## Job 1
In the tattoo write-up, what number does the "party time" tattoo actually add up to?

## Source text
....

JUDGEMENT DAY SHOULD BE INTERESTING

It’s hard to know where to begin with this one. The obvious issue is the apparent typo—though we assume it’s a typo? If it was intentional, the joke isn’t clear at all. Awkward. Once you get past the mishandled text, your attention shifts to the, um, image below. What appears to be a swollen hand with a ladybug on top is actually a fetus. Yikes.

NO ONE’S IDEA OF A HAPPY MEAL

This might be one of the most bizarre tattoo concepts we’ve ever encountered. This reimagined Ronald McDonald is giving off serious Heath Ledger’s Joker vibes and honestly looks like it’s straight out of a horror movie. Who knew the mascot of the world’s largest fast-food chain could be so ripped? Presumably, he’s not eating burgers all day—though maybe that’s the secret to a six-pack?

GOTHAM PROBABLY DOESN’T NEED A HERO LIKE THIS

Our first impression of this somewhat scrawny caped crusader is that it looks like a child’s drawing turned permanent by a proud parent. If that’s the case, we understand, kind of. However, if this was designed by an adult, our sympathy is much lower. The set of razor-sharp teeth in Batman’s wide-open mouth looks quite menacing. He’s supposed to be a bat, not a shark, right?

NOTHING WRONG WITH A BIT OF SELF-REFLECTION

Most people who regret a tattoo from their younger days usually consider removal or, if that’s not feasible, a convincing cover-up. Less common, though, is the addition of a disclaimer asterisk, but we’re actually here for it! This touch of self-deprecation turns what could be a slightly tragic tattoo into a humorous moment—in a good way. Instead of hiding from his past, this guy is playfully embracing it.

KEEPING IT REAL CLASSY

Who’s going to break the news that his tattoo actually adds up to 489, not “party time”? This is one of those tattoos you hope is done with a temporary marker or biro pen, but unfortunately, it’s permanent ink. Still, if anyone asks about his hobbies, he doesn’t need to say a word—he can just roll up his sleeve.

DON’T LOOK AT IT DIRECTLY!

If you’re getting a tattoo focused on perfect circular shapes, like moon phases (which we assume is the intention), it’s crucial that the circles are actually round. Granted, tattooing on a limb with its uneven surface is challenging, but this is particularly problematic. Not only are the moons oddly shaped, but the eclipse shadow is all over the place.

SOMEONE PROBABLY SMOKED A LITTLE TOO MUCH

No, we definitely see the irony here. Let’s call it life imitating art—or in this case, artwork. We’d guess that the person who got this tattoo might enjoy a toke or two, but they probably should have had someone who could spell handle the job. Or maybe someone who wasn’t high? Let’s hope the typo was intentional and part of a joke, which, to be fair, could be kind of funny.

....

## Materials provided
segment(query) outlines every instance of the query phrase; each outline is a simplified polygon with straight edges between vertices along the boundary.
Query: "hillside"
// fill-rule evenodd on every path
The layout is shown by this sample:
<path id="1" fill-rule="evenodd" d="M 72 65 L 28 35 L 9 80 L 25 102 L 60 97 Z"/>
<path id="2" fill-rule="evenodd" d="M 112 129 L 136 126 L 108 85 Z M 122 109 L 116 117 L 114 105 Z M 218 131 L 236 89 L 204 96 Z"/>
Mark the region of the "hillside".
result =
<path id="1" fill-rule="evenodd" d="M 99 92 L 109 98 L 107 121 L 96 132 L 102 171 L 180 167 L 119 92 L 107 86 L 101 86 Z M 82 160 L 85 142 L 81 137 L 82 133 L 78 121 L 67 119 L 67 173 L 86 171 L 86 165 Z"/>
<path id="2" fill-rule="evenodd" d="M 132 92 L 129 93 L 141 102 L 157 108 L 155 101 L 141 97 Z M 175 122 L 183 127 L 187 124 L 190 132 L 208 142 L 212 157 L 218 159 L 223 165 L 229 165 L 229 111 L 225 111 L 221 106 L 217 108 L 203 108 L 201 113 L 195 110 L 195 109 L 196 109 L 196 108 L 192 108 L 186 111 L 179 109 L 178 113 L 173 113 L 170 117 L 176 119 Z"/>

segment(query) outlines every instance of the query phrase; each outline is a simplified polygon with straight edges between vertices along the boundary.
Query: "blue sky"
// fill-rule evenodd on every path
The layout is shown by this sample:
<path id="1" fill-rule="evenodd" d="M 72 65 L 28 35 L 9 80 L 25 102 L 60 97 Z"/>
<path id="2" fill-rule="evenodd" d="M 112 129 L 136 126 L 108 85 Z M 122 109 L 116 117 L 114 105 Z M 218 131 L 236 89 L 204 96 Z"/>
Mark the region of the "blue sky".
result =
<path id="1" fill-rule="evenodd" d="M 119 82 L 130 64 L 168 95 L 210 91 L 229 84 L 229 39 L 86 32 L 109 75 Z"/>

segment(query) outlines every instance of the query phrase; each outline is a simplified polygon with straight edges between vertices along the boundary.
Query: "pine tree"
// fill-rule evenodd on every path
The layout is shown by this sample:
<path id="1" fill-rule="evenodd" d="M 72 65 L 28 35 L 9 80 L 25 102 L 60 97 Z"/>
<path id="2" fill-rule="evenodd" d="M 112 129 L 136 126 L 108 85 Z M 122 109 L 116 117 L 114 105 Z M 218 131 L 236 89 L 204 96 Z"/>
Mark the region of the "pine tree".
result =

....

## Job 2
Rewrite all of the rows above, replacing "Mark" with "Highlight" and leaving everything else the same.

## Task result 1
489

## Task result 2
segment(query) outlines every instance of the query phrase; each outline is a simplified polygon with straight edges between vertices along the boundary.
Query: "hillside"
// fill-rule evenodd on every path
The layout is shown by this sample:
<path id="1" fill-rule="evenodd" d="M 72 65 L 28 35 L 9 80 L 25 102 L 60 97 Z"/>
<path id="2" fill-rule="evenodd" d="M 112 129 L 136 126 L 108 85 Z M 122 109 L 116 117 L 114 105 Z M 218 131 L 236 89 L 204 96 Z"/>
Highlight the region of the "hillside".
result =
<path id="1" fill-rule="evenodd" d="M 99 92 L 109 98 L 107 121 L 96 132 L 102 171 L 180 167 L 119 92 L 107 86 L 101 86 Z M 82 160 L 85 142 L 81 137 L 82 133 L 78 121 L 67 119 L 67 173 L 86 171 L 86 165 Z"/>
<path id="2" fill-rule="evenodd" d="M 132 92 L 129 93 L 141 102 L 157 108 L 155 101 L 141 97 Z M 175 122 L 183 127 L 187 124 L 190 132 L 208 142 L 212 157 L 218 159 L 223 165 L 229 165 L 229 111 L 225 111 L 221 106 L 217 108 L 203 108 L 201 113 L 195 110 L 195 109 L 196 109 L 196 108 L 192 108 L 186 111 L 179 109 L 178 113 L 173 113 L 170 117 L 176 119 Z"/>

segment(query) outlines every instance of the query phrase; each outline is a simplified polygon with straight edges between vertices along the boundary.
Query: "blue sky"
// fill-rule evenodd on every path
The layout is shown by this sample:
<path id="1" fill-rule="evenodd" d="M 72 65 L 28 35 L 9 80 L 25 102 L 60 97 Z"/>
<path id="2" fill-rule="evenodd" d="M 112 129 L 136 126 L 108 85 Z M 122 109 L 116 117 L 114 105 Z M 218 131 L 236 89 L 204 96 Z"/>
Highlight the region of the "blue sky".
result =
<path id="1" fill-rule="evenodd" d="M 119 82 L 130 64 L 168 95 L 210 91 L 229 84 L 229 39 L 86 32 L 109 75 Z"/>

segment(query) outlines every instance of the query phrase; each outline is a simplified polygon with straight edges between vertices along the boundary.
Query: "pine tree"
// fill-rule evenodd on every path
The layout is shown by this sample:
<path id="1" fill-rule="evenodd" d="M 72 65 L 28 35 L 9 80 L 25 102 L 60 97 Z"/>
<path id="2" fill-rule="evenodd" d="M 112 129 L 136 126 L 108 85 Z M 122 109 L 116 117 L 114 105 Z M 218 131 L 236 89 L 204 96 Z"/>
Highlight the region of the "pine tree".
result =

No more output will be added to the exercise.